> **What is expected**:
Repeat the passage about Ansel Adams below in full, word for word.

> **Passage provided**:
※ ※ ※
Ansel Adams
Ansel Easton Adams (February 20, 1902 - April 22, 1984) was
an American photographer, best known for his black-and-white
photographs of the American West.
Adams also wrote many books about photography, including his
trilogy of technical manuals (The Camera, The Negative and The
Print); co-founded Group f/64 with other masters like Edward
Weston, Willard Van Dyke, and Imogen Cunningham; and created, with
Fred Archer, the zone system. The zone system is a technique for
photographers to translate the light they see into specific
densities on negatives and paper, thus giving them better control
over finished photographs. Adams also pioneered the idea of
visualization (which he often called 'previsualization', though he
later acknowledged that term to be a redundancy) of the finished
print based upon the measured light values in the scene being
photographed.
In the 1930s, Adams created a limited-edition book of his own
photography, leading him to believe in a world outside his own
artistic nature. Sierra Nevada: The John Muir Trail, was part of
the Sierra Club's efforts to secure the designation of Sequoia and
Kings Canyon as national parks. This book and his testimony before
Congress played a vital role in the success of the effort, and
Congress designated the area as a National Park in 1940.
※ ※ ※
> **Supplied entries**:
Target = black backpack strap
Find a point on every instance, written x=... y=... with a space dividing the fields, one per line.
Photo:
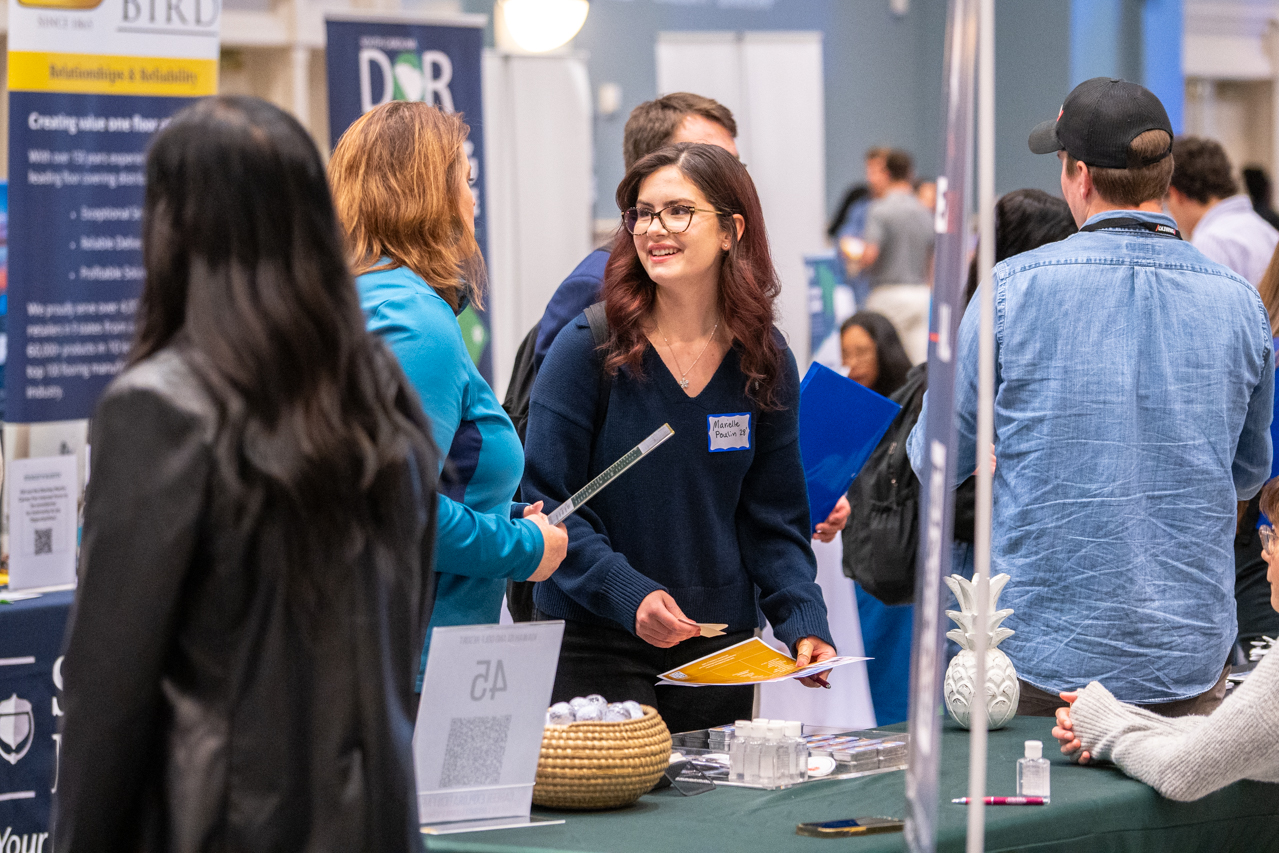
x=600 y=334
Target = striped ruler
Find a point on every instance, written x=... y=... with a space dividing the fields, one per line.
x=610 y=473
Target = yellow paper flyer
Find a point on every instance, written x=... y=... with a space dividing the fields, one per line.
x=751 y=661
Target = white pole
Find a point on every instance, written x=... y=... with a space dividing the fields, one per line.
x=985 y=417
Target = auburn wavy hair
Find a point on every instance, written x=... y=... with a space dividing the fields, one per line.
x=748 y=283
x=398 y=175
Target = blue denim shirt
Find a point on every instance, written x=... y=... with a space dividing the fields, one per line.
x=1133 y=395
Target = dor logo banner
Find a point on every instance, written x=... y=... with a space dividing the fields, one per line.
x=430 y=60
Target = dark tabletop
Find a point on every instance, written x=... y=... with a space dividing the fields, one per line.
x=1094 y=808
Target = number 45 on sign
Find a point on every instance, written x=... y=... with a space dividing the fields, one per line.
x=490 y=680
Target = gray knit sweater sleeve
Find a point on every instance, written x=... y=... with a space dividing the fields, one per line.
x=1188 y=757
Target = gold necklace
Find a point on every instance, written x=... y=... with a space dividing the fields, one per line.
x=683 y=375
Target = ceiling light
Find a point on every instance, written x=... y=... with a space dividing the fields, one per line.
x=539 y=26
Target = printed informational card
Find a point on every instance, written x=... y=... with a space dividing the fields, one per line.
x=480 y=723
x=42 y=522
x=751 y=661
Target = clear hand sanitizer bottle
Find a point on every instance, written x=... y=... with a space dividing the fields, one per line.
x=773 y=764
x=1032 y=778
x=798 y=750
x=751 y=753
x=737 y=751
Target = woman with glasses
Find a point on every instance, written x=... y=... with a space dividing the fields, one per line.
x=714 y=526
x=255 y=571
x=872 y=353
x=1192 y=756
x=399 y=179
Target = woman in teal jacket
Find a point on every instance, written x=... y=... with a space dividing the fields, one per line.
x=399 y=179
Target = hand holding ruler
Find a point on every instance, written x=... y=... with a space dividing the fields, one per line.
x=610 y=473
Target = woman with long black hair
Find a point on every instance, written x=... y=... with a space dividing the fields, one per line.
x=257 y=530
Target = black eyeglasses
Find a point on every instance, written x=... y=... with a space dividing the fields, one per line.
x=675 y=219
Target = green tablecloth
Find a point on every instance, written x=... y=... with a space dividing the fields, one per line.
x=1094 y=808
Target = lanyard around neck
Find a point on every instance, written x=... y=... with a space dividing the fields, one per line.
x=1129 y=223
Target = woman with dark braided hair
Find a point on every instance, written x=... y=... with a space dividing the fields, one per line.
x=256 y=564
x=714 y=527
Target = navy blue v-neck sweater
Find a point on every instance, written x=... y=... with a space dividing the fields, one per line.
x=725 y=533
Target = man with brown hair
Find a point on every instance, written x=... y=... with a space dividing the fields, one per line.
x=898 y=253
x=1213 y=214
x=1133 y=391
x=679 y=117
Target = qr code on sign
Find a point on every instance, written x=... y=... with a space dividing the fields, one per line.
x=44 y=542
x=475 y=751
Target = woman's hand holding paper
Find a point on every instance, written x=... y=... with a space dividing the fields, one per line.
x=814 y=650
x=660 y=622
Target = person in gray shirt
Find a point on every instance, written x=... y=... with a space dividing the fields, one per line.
x=898 y=257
※ ※ ※
> **Exercise answer**:
Ansel Adams
Ansel Easton Adams (February 20, 1902 - April 22, 1984) was
an American photographer, best known for his black-and-white
photographs of the American West.
Adams also wrote many books about photography, including his
trilogy of technical manuals (The Camera, The Negative and The
Print); co-founded Group f/64 with other masters like Edward
Weston, Willard Van Dyke, and Imogen Cunningham; and created, with
Fred Archer, the zone system. The zone system is a technique for
photographers to translate the light they see into specific
densities on negatives and paper, thus giving them better control
over finished photographs. Adams also pioneered the idea of
visualization (which he often called 'previsualization', though he
later acknowledged that term to be a redundancy) of the finished
print based upon the measured light values in the scene being
photographed.
In the 1930s, Adams created a limited-edition book of his own
photography, leading him to believe in a world outside his own
artistic nature. Sierra Nevada: The John Muir Trail, was part of
the Sierra Club's efforts to secure the designation of Sequoia and
Kings Canyon as national parks. This book and his testimony before
Congress played a vital role in the success of the effort, and
Congress designated the area as a National Park in 1940.